* begin Records for the task *

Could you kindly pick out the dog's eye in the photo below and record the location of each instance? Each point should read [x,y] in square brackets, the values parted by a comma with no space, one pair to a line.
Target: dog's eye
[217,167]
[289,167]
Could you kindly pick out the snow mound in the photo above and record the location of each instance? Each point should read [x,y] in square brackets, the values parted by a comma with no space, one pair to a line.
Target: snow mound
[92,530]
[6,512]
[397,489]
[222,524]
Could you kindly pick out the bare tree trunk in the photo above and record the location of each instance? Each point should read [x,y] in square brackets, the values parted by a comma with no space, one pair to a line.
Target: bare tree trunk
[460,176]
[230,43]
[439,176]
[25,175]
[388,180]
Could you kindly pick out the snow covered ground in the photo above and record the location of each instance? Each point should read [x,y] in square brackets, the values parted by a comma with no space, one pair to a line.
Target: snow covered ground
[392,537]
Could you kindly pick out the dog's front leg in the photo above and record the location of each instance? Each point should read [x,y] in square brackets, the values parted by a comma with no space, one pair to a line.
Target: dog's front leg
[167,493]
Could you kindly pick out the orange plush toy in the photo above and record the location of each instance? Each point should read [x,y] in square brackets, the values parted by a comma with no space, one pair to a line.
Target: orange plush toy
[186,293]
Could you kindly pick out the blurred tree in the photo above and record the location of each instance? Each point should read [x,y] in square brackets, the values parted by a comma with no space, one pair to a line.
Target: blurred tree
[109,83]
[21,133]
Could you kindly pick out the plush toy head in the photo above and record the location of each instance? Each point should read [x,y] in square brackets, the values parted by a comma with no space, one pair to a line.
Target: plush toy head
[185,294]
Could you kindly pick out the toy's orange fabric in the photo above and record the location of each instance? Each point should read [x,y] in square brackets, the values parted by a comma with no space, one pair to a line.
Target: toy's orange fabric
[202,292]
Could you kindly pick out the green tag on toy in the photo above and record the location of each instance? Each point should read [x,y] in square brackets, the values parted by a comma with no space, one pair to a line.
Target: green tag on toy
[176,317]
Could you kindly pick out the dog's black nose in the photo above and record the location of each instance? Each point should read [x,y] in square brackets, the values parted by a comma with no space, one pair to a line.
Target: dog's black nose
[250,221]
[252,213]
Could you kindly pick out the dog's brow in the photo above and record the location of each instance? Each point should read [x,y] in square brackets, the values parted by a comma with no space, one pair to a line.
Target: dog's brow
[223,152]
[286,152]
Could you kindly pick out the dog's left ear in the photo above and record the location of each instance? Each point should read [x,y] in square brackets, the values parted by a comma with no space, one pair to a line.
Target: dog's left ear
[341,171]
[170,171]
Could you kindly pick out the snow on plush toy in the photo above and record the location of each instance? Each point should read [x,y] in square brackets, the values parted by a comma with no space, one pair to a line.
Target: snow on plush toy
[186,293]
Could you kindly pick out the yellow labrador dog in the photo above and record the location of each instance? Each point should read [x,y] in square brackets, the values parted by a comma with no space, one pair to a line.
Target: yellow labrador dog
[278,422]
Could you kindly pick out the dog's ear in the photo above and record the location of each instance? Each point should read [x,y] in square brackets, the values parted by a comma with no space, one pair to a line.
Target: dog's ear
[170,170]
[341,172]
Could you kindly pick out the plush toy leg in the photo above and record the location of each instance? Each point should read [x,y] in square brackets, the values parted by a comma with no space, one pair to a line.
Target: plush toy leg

* end Records for the task *

Return every one of the entries above, reproducing each line verbatim.

Could you kindly pick out the dog's eye in the photo below and record the location of each instance? Each point should read [x,y] in square brackets, the values parted by a comma with no space, one pair to a line.
Target: dog's eye
[217,167]
[289,167]
Could you kindly pick out the snow mound in the photo above and record the location of each instance? Each point should read [x,y] in square brackets, the values parted by a comma with no space, one pair to a line.
Target: snow mound
[92,530]
[6,512]
[397,489]
[222,524]
Could you kindly pick out the bare tree trunk in the photo above and record the location of each instance? Each point should read [x,y] in square brackets, the values parted by a comma with no space, one pair to a line.
Target: bare tree trunk
[460,176]
[230,43]
[439,176]
[25,175]
[388,180]
Could you kindly pick out the snow covered ground in the photo above and record the location of each instance? Each point should read [x,y] in square brackets, the values parted by a comma with no space, one pair to a line.
Target: snow covered ground
[392,537]
Could you kindly pick out the dog's front leg in the photo above and record the location of each instance? Each point should read [x,y] in square brackets, the values parted by a comma with no space, one pair to a line.
Target: dog's front leg
[167,493]
Could you kindly pick out the orange plush toy in the photo above and record the location of each instance? Each point should read [x,y] in square brackets, the values parted by a comma with no space, one pair to a line.
Target: orange plush toy
[186,293]
Could you kindly pick out the blurred tree in the photo above and record the location of each instance? Each point should read [x,y] in square brackets, the values parted by a comma with no space, one pair to a line.
Target: blurred tree
[109,83]
[21,133]
Could you kindly pick out the plush toy head in the photo above and record the location of each instance? Each point should read [x,y] in square brackets, the values parted by a comma with no space, one pair to a line.
Target: plush toy head
[185,294]
Could you kindly pick out the toy's orange fabric in the photo above and record the location of each instance? Each point should read [x,y] in square brackets, the values parted by a comma with no space, one pair to a line.
Target: toy's orange fabric
[202,292]
Could you kindly pick out the green tag on toy in the photo above and record the location of each instance? Each point should read [x,y] in square brackets, the values parted by a comma with no space, one pair to a line.
Target: green tag on toy
[176,317]
Could you kindly pick out the dog's black nose in the photo above and record the location of each instance? Each point should read [x,y] in square brackets, the values parted by a comma with no space, one pair to a line.
Target: dog's black nose
[250,221]
[252,213]
Could you kindly pick out the dog's brow in the photo above and record the location of each instance? Each point should read [x,y] in square brackets, the values parted by a comma with no space, one pair to a line.
Target: dog's brow
[223,152]
[286,152]
Could you kindly pick out the dog's left ear in the photo above and record the location of each instance? Each point should read [x,y] in square brackets, the values parted by a comma with no space, one pair to a line.
Target: dog's left ear
[341,171]
[170,171]
Could you kindly pick out the snow on plush toy in the photo above and record the location of each instance? Each point should read [x,y] in square brackets, the values parted by a comma with no space, one pair to a line.
Target: snow on plush toy
[186,293]
Could you kindly pick out the yellow labrador dog in the photo above and record the location of each instance? Each point should read [x,y] in square brackets, the values parted by a comma with no space, one pair to a line.
Target: yellow labrador dog
[278,422]
Could you kindly pick out the dog's ear in the photo above and record the location of each instance? Each point should read [x,y] in square brackets, the values parted by a comma with no space, one pair to a line.
Target: dog's ear
[170,170]
[341,172]
Could you kindly pick out the plush toy leg in the photo above and record the location of each instance? Each point should read [x,y] in square brackets, the values parted by a comma with no space, one pair to a line.
Target: plush toy leg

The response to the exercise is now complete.